### Challenges
[1] Transcribe the stretch from "## sowilson" through "blue windowpane, etc)" in the forum thread on socks for a navy suit and brown shoes.
[2] In the thread about socks for a navy suit with brown shoes, what does hardline_42 say the field color of patterned socks should match?
[3] In the forum thread on choosing socks for a navy suit and dark brown shoes, why does N.O.Joe recommend dark blue?

### Passage provided
%%
# Navy Suit and Brown Shoes...but what socks?



## umboy678

What color socks should be worn w/ a navy suit and dark brown shoes? I'm at a loss... 

Thanks!


----------



## N.O.Joe

Try dark blue. It's probably safest. Of course experimenting with pattern depends on your tastes, the suit and the situation but I'd go with dark blue as a base color.


----------



## ZachGranstrom

Blue is always the best choice when you wear a navy suit with brown shoes.

Examples from Esquire.com:


----------



## hardline_42

Socks should always match the color of your pants. In the case of patterned socks, the field color should match your pants. That doesn't mean there aren't exceptions, but if you're looking for a rule, it's a start.


----------



## sowilson

Either match or contrast. In order of decreasing conservativeness
1) plain, very dark navy
2) dark navy with a pattern
3) dark navy with a pattern and another color (could be pin dot, light blue windowpane, etc)
4) dark but with contrast - say a very dark purple, dark navy with a rust or dark brown pattern, charcoal and navy
5) something that picks up the color of your tie, shirt, eyes, but goes well with the pants (or shoes). Mini-argyles would go here too.
6) Argyles with a predominant dark theme. Can be black, navy, or charcoal base as long as some blue is in there.
7) Stripes with a dark base and some contrast (say some pink stripes)
8) med-blue, muted reds (or burgandy), with or without some cool pattern.
9) brighter colors either as a base or in the pattern - edging on GTH.
10) true GTH colors - bright red, lime green, hot pink, with or without patterns
11) GTH plus psyco bunnies, skulls, racing cars, etc.

I like 3-9 for most things sometimes a 10. Yesterday I had nice bright purple socks with dark grey slacks. Went nice with a very deep purple bow tie (ex early 80's BB tie that was made into a bow)


----------



## KvnO

Sowilson reminded me of this image:


----------



## N.O.Joe

*Oh yeah!*



KvnO said:


> Sowilson reminded me of this image:


I would totally do that with the right shirt/tie/pocket square combination. It's always refreshing to kick it up from time to time.
%%
### Stored rows
%%
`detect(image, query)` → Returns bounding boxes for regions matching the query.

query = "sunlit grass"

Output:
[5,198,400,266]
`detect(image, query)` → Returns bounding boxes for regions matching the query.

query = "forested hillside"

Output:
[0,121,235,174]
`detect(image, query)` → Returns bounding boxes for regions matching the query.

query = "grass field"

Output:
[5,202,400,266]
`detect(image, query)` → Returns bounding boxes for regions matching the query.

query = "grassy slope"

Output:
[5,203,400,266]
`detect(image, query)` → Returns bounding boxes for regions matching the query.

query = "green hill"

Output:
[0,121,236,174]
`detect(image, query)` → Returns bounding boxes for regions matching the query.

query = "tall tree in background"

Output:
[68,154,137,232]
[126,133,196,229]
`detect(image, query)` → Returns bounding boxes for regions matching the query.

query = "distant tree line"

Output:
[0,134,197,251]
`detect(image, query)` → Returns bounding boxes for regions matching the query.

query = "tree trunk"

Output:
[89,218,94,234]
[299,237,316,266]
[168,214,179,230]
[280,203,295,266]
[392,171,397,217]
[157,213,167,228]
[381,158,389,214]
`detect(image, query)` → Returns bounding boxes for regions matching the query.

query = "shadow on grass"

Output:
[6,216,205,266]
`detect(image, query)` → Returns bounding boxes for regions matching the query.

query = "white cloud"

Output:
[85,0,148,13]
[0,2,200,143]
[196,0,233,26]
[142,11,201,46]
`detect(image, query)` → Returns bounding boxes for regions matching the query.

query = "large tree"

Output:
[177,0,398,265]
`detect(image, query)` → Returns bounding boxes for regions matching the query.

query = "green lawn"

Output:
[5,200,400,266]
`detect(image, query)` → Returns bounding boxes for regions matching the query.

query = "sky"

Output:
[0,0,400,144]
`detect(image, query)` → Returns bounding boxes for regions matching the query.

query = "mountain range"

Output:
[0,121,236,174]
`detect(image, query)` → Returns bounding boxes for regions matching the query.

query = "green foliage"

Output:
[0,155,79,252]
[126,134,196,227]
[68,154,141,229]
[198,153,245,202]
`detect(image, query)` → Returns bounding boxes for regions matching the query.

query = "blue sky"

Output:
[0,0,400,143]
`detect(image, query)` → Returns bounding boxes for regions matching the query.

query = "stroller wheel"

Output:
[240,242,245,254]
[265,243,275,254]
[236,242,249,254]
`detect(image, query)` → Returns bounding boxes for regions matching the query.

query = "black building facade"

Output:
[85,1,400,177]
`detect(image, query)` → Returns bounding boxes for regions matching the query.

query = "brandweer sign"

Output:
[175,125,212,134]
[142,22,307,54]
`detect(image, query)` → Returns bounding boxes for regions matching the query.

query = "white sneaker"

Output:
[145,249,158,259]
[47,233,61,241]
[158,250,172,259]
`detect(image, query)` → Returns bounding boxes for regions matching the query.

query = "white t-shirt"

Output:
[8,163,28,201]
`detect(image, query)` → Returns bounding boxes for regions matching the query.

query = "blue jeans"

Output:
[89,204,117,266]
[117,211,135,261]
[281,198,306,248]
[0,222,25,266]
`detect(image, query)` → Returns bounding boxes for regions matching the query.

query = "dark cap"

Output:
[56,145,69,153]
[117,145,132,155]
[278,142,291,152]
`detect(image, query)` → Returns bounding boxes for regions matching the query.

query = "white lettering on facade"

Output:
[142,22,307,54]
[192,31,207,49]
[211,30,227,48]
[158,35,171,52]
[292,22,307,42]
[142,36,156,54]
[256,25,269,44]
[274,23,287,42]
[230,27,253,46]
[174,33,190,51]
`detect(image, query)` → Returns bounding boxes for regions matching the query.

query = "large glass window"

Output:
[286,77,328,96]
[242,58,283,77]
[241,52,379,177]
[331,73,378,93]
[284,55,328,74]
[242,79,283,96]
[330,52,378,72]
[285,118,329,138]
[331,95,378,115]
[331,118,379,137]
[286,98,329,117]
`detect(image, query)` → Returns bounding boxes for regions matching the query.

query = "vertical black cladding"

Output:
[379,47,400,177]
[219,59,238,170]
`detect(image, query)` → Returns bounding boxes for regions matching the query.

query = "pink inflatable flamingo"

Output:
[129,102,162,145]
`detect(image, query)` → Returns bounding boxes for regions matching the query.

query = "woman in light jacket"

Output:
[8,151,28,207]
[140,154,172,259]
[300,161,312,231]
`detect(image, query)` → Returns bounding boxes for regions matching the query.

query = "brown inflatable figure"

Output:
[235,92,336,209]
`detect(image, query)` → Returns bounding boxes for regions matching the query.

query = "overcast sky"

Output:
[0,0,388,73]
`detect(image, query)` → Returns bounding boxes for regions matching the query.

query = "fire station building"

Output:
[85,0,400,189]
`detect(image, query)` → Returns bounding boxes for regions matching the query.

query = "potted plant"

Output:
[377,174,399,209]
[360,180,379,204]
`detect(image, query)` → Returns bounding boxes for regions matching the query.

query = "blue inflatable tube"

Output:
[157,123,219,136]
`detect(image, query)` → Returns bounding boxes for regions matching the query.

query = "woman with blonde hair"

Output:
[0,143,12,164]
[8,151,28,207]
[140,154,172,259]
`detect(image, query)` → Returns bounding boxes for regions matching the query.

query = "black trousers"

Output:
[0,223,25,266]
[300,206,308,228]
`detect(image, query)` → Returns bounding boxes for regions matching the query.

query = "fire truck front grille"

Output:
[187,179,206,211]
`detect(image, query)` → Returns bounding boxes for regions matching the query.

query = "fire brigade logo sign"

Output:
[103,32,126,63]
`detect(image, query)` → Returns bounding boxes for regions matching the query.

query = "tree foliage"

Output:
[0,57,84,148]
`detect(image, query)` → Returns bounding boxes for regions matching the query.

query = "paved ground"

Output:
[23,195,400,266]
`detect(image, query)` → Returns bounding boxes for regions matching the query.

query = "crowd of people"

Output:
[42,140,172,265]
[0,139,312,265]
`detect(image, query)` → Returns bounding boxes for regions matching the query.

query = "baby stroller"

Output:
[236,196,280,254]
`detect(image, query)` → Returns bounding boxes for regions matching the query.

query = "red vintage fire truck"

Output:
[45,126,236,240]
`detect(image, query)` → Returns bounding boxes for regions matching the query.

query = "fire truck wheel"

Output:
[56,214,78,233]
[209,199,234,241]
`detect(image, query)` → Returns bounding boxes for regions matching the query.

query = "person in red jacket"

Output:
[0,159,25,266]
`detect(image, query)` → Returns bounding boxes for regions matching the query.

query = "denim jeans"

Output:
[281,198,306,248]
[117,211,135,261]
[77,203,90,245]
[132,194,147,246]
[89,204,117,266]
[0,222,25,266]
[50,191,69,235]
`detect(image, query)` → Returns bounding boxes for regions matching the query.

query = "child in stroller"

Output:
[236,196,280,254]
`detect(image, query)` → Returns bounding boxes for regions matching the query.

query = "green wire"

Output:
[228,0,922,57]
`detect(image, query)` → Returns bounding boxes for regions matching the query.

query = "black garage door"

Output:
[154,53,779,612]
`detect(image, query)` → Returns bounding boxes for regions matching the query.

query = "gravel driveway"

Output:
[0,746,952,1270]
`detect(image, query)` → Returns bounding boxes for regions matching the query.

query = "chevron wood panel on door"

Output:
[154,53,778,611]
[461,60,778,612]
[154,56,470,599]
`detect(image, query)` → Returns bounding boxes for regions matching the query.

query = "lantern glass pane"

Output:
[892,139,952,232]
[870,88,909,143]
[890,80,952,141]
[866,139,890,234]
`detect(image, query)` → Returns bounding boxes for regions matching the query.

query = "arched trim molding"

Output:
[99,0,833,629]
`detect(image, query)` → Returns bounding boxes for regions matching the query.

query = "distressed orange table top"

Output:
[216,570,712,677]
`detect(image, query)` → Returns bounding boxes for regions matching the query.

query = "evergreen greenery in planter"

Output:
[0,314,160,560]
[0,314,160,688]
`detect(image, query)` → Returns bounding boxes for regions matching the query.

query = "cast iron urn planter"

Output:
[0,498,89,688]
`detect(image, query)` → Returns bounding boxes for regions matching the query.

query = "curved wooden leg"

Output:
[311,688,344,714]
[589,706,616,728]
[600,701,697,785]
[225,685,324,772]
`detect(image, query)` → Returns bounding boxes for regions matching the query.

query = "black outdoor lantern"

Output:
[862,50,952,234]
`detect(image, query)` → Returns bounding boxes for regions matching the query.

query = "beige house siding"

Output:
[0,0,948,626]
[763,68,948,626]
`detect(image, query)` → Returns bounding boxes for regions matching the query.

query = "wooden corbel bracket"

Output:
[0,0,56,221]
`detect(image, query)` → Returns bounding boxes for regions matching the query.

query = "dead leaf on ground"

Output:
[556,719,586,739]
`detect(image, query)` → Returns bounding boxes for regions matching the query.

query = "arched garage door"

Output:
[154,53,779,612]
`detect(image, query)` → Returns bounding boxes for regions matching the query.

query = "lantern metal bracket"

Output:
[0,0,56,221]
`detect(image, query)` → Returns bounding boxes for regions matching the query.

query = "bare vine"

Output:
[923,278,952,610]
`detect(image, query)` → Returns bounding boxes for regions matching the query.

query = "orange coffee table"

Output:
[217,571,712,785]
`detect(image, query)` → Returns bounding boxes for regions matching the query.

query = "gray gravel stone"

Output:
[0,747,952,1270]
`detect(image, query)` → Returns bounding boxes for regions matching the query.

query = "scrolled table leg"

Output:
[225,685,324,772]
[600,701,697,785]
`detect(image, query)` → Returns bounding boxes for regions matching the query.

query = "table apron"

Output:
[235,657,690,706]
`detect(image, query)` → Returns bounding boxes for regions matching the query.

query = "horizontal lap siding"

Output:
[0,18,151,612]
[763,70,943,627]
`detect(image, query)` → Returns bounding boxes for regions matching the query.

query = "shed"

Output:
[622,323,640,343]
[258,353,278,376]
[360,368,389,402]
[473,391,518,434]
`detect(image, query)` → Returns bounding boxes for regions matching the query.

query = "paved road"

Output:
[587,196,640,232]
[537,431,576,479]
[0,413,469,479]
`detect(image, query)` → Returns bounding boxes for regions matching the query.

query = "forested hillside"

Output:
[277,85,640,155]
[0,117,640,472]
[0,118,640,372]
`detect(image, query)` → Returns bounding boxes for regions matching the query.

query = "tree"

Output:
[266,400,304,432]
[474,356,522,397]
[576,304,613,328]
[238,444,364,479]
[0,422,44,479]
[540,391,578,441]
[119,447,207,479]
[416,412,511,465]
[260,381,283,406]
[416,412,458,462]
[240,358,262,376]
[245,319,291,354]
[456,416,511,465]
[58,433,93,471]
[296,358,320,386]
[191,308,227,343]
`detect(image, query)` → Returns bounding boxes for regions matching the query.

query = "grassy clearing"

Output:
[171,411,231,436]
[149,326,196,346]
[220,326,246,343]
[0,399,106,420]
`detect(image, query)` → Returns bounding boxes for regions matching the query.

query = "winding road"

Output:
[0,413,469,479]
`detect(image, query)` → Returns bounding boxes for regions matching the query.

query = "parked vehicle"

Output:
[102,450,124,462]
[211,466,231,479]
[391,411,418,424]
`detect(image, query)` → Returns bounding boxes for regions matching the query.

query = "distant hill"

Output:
%%
### Answers for the exercise
[1]
## sowilson

Either match or contrast. In order of decreasing conservativeness
1) plain, very dark navy
2) dark navy with a pattern
3) dark navy with a pattern and another color (could be pin dot, light blue windowpane, etc)

[2] The color of your pants.

[3] N.O.Joe says dark blue is probably the safest choice, so it works as a base color. He adds that experimenting with pattern depends on your tastes, the suit, and the situation.